● Task to carry out: Find the string "field" in the records. Copy every line it appears in.

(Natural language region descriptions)

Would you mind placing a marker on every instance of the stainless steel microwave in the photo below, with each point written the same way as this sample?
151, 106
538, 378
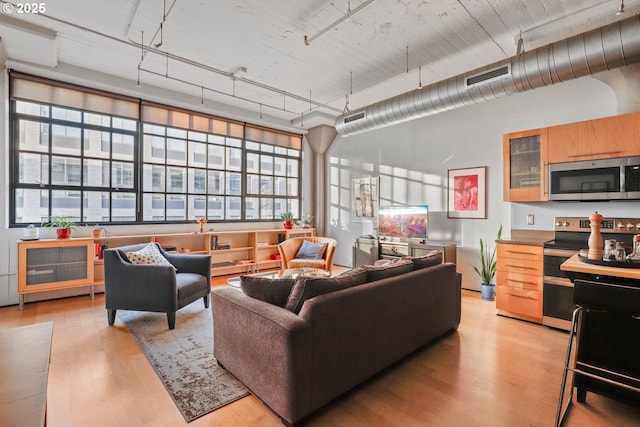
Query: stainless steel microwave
604, 179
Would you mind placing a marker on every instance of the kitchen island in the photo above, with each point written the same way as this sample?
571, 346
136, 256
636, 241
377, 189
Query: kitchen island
576, 265
609, 334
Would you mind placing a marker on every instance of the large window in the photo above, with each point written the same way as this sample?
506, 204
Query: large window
151, 164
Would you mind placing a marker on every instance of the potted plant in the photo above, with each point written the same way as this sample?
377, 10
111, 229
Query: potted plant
63, 225
97, 231
307, 220
287, 220
487, 270
30, 233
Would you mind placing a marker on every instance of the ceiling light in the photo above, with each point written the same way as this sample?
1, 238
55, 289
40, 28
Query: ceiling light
308, 40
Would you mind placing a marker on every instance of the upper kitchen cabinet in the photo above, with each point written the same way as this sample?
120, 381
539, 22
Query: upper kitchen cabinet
525, 164
604, 138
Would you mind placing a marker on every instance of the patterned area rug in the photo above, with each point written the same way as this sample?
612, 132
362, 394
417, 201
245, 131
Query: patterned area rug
183, 358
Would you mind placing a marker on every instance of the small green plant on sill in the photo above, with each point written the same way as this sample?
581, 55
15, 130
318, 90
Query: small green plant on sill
62, 221
286, 216
488, 262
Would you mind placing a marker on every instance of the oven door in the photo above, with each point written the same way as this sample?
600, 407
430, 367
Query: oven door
557, 303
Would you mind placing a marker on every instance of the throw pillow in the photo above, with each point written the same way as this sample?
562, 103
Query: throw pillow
273, 291
310, 250
309, 287
432, 258
379, 272
148, 255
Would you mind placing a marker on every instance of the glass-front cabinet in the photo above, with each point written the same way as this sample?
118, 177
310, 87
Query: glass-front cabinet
525, 166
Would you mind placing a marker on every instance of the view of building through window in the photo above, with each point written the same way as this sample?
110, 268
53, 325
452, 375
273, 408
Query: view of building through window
103, 168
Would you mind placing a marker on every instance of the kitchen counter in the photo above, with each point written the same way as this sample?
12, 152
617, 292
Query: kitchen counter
575, 264
527, 237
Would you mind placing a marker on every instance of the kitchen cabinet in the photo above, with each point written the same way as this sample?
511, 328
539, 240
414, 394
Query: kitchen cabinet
519, 281
604, 138
525, 166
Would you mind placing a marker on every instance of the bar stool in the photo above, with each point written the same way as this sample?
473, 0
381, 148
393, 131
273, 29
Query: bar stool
619, 302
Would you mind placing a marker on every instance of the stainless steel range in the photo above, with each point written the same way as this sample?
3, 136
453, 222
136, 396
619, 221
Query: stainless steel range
570, 235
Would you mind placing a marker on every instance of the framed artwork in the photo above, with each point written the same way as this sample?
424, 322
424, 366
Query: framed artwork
467, 193
364, 199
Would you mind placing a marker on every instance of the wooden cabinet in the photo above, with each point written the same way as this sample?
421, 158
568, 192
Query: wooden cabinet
525, 166
232, 252
595, 139
46, 265
52, 264
519, 281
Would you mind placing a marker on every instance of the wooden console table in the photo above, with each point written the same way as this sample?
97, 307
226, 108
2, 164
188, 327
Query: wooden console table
24, 369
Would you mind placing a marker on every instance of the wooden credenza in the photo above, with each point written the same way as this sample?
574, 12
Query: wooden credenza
54, 264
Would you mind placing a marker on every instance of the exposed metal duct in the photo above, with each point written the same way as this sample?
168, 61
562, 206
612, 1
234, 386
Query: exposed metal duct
605, 48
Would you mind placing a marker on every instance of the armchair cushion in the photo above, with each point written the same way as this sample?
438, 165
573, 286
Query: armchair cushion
148, 255
309, 287
273, 291
311, 250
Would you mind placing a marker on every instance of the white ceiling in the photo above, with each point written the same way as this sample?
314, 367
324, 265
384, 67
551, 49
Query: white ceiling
380, 49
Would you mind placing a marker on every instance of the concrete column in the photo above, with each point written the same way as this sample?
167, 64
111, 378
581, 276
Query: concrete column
320, 139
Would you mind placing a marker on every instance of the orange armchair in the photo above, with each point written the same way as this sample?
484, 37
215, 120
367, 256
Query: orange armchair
290, 247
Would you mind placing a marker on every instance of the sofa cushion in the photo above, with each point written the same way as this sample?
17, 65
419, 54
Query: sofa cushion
273, 291
148, 255
379, 272
432, 258
309, 287
310, 250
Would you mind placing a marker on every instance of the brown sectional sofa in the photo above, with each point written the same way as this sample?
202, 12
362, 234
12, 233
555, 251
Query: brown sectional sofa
297, 363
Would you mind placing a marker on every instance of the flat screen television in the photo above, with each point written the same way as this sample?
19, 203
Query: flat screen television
403, 222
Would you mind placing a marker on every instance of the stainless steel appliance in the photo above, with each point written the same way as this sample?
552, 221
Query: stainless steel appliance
570, 235
604, 179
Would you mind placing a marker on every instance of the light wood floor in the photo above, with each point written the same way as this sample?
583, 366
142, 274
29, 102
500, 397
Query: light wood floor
494, 371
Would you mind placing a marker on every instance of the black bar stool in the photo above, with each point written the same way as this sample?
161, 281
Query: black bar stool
605, 314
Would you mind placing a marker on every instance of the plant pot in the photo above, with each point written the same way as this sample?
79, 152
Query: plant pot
488, 292
30, 234
63, 233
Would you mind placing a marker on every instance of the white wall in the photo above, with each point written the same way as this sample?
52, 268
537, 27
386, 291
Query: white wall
413, 158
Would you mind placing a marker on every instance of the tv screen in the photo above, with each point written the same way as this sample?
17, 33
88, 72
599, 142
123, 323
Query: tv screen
404, 221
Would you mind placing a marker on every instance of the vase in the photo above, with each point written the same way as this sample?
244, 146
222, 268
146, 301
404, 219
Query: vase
488, 292
63, 233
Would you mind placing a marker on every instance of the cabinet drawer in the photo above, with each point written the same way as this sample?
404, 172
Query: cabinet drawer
521, 252
520, 302
519, 280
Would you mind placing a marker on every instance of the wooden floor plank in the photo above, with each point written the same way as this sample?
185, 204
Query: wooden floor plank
494, 371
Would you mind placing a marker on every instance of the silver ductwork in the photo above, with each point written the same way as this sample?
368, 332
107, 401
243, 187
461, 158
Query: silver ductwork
605, 48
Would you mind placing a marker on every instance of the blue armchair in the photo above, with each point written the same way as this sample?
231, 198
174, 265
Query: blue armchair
158, 288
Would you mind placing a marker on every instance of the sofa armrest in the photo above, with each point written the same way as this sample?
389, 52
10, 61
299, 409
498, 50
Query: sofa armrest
266, 347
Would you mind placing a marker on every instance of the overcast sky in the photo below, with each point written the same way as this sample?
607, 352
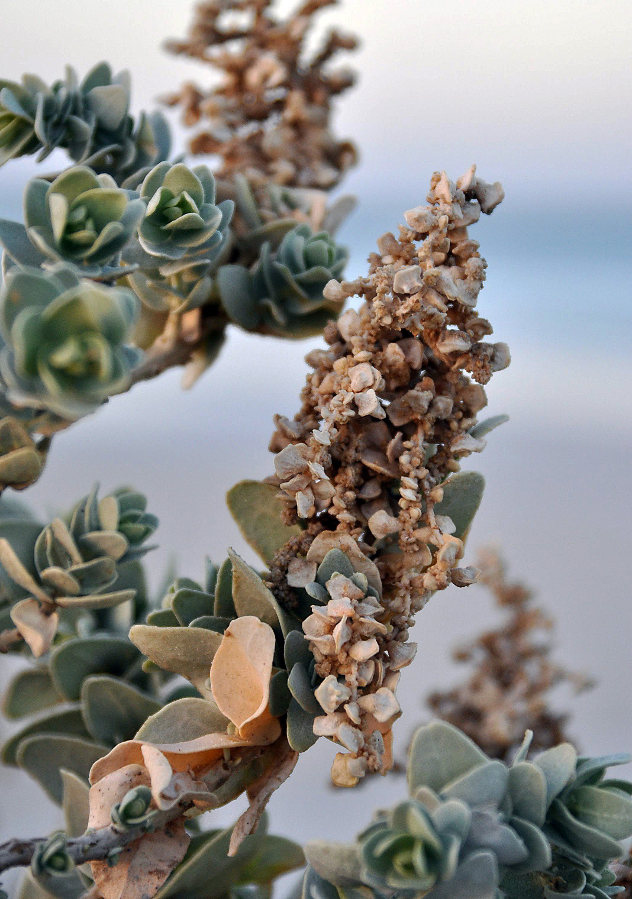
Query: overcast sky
536, 93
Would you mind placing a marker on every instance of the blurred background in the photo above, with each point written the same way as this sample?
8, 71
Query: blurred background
538, 95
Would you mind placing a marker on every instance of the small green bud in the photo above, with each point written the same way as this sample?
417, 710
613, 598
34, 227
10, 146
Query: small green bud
51, 857
133, 809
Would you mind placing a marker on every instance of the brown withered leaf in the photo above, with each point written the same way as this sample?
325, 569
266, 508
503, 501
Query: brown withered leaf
143, 866
240, 678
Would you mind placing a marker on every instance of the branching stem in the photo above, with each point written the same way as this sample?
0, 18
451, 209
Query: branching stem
96, 845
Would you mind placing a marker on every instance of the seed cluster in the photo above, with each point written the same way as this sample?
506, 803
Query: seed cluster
386, 417
269, 117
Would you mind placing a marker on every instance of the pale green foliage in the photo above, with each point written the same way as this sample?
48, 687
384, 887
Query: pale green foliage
21, 459
283, 294
65, 340
474, 828
181, 218
90, 119
81, 218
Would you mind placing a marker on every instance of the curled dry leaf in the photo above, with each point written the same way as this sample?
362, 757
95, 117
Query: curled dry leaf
240, 679
143, 866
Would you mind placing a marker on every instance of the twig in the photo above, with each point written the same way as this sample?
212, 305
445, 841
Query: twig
96, 845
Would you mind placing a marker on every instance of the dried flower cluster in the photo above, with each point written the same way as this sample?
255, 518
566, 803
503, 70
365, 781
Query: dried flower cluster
508, 690
387, 415
269, 117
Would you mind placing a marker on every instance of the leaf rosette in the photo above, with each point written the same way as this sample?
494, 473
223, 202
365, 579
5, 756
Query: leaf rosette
81, 218
65, 340
88, 118
181, 219
283, 295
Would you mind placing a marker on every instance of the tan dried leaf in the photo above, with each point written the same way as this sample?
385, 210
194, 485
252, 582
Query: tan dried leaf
143, 866
240, 678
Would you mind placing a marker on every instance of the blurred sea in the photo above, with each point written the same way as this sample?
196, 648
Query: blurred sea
558, 477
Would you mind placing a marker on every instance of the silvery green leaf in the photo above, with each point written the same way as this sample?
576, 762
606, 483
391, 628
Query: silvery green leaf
76, 659
489, 832
605, 810
15, 240
188, 604
42, 756
528, 790
209, 853
488, 425
484, 785
29, 692
296, 650
212, 623
583, 837
538, 847
301, 688
113, 711
335, 562
257, 511
316, 887
163, 618
452, 817
300, 728
250, 594
224, 605
339, 863
238, 298
558, 766
280, 695
106, 543
187, 651
440, 753
462, 494
68, 722
183, 720
275, 856
591, 769
475, 878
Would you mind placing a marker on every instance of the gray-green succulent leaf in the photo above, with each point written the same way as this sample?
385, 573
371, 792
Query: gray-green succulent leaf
66, 340
181, 218
81, 218
283, 294
89, 119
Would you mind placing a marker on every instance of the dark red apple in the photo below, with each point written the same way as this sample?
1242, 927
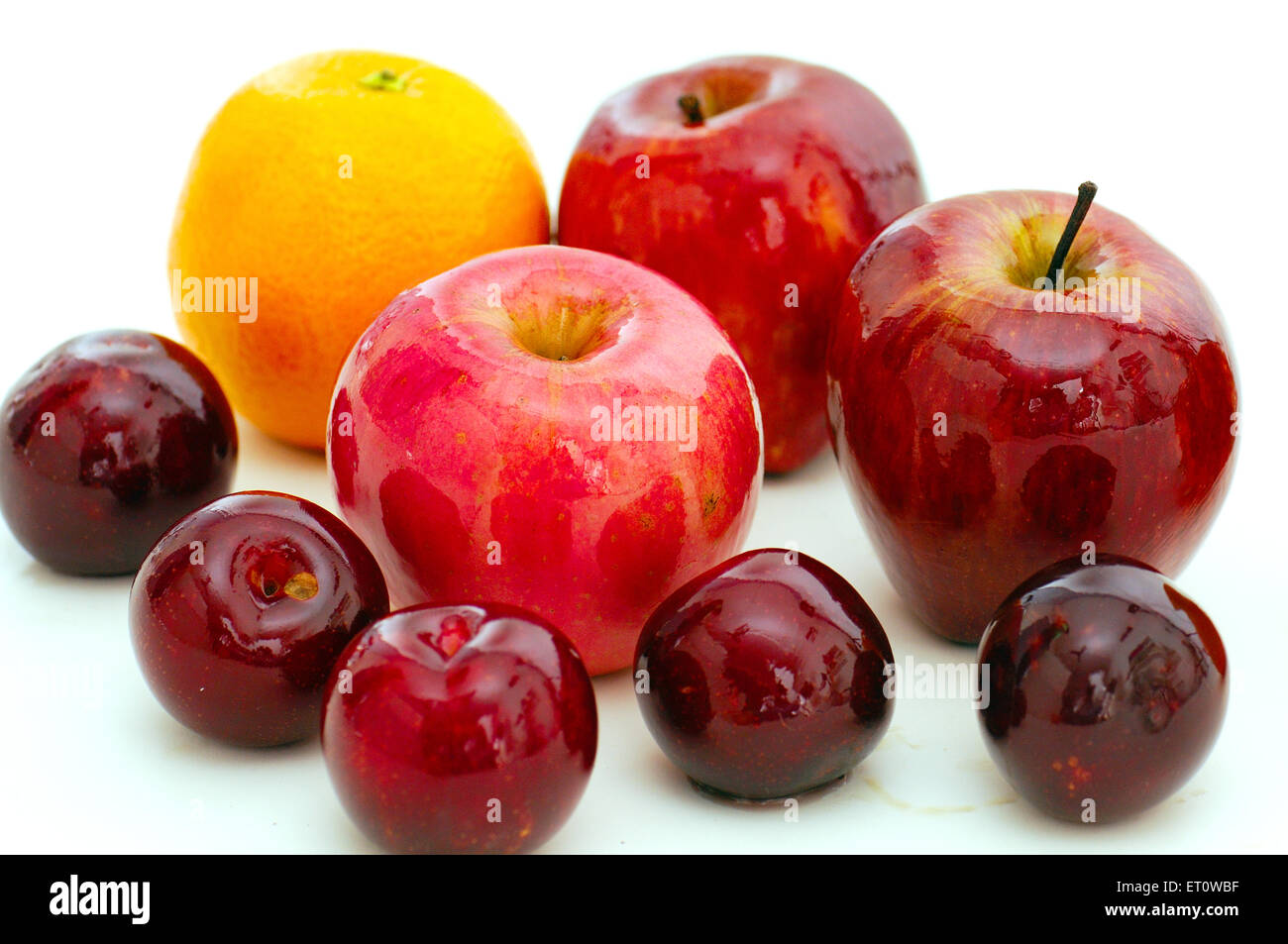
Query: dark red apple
550, 428
108, 439
765, 677
756, 193
460, 729
984, 436
241, 609
1107, 689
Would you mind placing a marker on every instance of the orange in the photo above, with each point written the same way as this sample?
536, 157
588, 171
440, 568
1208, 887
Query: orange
320, 191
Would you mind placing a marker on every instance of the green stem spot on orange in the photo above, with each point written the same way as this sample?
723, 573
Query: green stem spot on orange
384, 80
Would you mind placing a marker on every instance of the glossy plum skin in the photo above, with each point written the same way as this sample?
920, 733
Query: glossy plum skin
241, 609
765, 678
108, 439
1107, 684
794, 171
465, 450
460, 729
983, 439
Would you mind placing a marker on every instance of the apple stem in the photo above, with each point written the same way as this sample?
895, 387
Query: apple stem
692, 108
1086, 193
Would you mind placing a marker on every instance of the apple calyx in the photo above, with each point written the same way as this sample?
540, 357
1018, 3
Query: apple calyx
384, 80
692, 108
1086, 193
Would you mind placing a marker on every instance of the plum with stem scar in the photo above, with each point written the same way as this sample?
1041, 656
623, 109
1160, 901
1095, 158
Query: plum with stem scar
241, 609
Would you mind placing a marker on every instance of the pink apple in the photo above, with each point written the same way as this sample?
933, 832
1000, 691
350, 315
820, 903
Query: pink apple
755, 183
553, 429
990, 424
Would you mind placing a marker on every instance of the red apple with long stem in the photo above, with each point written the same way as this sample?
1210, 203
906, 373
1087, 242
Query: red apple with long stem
549, 428
755, 183
1003, 398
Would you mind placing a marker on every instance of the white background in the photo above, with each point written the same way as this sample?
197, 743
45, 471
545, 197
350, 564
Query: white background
1176, 112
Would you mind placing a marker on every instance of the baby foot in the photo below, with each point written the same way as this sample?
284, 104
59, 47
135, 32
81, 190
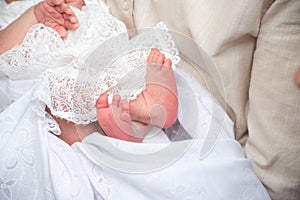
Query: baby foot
158, 104
115, 119
57, 15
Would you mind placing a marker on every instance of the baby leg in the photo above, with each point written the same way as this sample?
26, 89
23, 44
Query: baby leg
115, 119
158, 104
57, 15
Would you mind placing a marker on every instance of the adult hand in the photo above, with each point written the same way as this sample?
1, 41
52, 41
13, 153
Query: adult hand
57, 15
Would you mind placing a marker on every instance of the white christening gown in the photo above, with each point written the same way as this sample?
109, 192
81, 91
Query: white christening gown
35, 164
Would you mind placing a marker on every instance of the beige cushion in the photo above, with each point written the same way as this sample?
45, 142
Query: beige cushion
228, 32
274, 102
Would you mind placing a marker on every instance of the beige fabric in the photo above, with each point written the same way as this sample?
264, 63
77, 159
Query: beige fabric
274, 102
226, 30
270, 109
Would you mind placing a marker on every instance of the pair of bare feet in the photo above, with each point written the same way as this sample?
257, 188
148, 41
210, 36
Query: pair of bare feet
157, 105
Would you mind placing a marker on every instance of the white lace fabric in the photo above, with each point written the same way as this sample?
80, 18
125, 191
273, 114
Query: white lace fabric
98, 57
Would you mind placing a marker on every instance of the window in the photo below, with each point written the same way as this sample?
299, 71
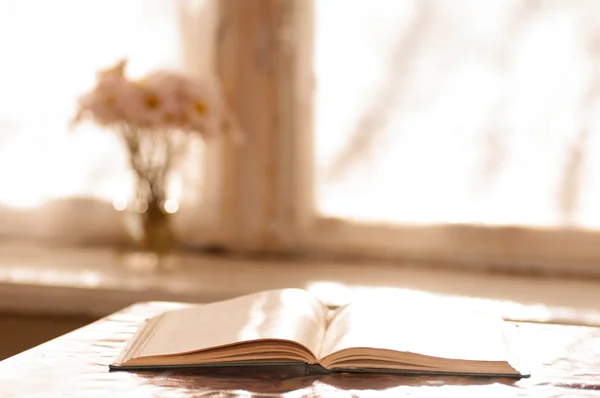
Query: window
439, 130
58, 182
460, 130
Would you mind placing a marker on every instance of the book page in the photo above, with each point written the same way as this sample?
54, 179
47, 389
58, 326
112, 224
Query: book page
288, 314
438, 333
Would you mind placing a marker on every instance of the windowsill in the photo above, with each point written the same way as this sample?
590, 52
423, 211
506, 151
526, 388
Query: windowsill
91, 282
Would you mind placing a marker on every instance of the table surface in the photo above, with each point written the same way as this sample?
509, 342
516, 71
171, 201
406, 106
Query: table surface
564, 361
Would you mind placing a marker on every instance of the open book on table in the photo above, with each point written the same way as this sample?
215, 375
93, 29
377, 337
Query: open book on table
291, 326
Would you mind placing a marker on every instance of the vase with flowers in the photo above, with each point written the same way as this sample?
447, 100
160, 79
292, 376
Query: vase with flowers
155, 118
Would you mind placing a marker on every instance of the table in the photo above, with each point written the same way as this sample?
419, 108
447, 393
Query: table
564, 360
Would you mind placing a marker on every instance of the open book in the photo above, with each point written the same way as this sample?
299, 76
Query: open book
291, 326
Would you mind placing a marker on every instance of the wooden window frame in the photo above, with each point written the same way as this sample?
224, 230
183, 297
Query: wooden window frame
265, 62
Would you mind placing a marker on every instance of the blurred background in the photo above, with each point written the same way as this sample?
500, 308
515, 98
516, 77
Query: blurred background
445, 148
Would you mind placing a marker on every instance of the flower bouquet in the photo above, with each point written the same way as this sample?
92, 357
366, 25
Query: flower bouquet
155, 117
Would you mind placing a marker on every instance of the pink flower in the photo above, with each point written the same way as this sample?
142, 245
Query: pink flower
160, 101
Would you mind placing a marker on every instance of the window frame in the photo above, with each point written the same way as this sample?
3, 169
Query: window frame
283, 182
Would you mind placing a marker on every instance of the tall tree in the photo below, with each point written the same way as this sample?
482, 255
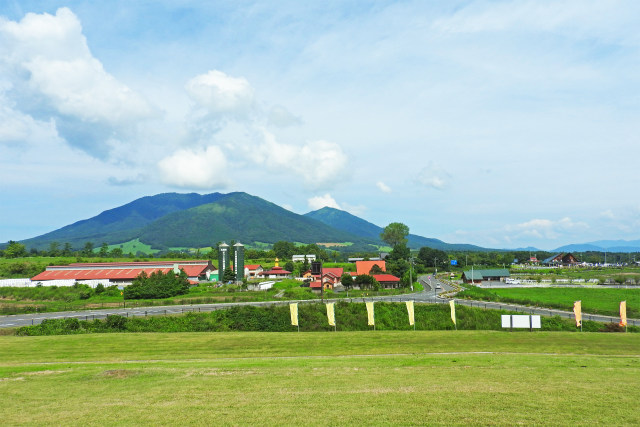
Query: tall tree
67, 250
15, 250
54, 249
395, 234
104, 250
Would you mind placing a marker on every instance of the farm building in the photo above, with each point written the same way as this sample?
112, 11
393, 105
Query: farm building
562, 259
301, 258
276, 272
479, 276
119, 273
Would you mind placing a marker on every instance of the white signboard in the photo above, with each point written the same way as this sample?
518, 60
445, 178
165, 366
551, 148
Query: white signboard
521, 321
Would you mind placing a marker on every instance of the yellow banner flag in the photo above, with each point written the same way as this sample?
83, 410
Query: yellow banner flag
623, 313
577, 310
293, 308
370, 315
331, 314
453, 311
410, 311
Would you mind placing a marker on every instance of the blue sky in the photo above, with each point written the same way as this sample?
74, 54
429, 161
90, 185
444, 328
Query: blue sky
499, 123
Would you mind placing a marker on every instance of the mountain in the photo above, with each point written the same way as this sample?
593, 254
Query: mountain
123, 223
345, 221
193, 220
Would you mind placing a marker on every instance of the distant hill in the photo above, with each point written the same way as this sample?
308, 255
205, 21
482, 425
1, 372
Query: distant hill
123, 223
347, 222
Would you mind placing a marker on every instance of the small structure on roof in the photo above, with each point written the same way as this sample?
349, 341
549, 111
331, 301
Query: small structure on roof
562, 259
121, 273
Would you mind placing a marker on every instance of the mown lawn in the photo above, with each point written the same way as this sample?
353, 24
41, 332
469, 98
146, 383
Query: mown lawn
594, 300
362, 378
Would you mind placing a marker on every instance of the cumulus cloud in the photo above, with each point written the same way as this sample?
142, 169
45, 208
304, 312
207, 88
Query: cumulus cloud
281, 117
383, 187
320, 164
220, 94
52, 75
545, 228
319, 202
198, 169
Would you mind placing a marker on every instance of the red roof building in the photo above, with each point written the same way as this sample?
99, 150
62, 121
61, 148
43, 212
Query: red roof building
364, 267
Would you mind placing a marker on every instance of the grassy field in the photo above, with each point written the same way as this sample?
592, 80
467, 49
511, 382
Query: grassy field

● Expected answer:
Would you mind placing a marker on every instance of the grassy field in the photo above, with each point written the same way as this sample?
Query: grassy field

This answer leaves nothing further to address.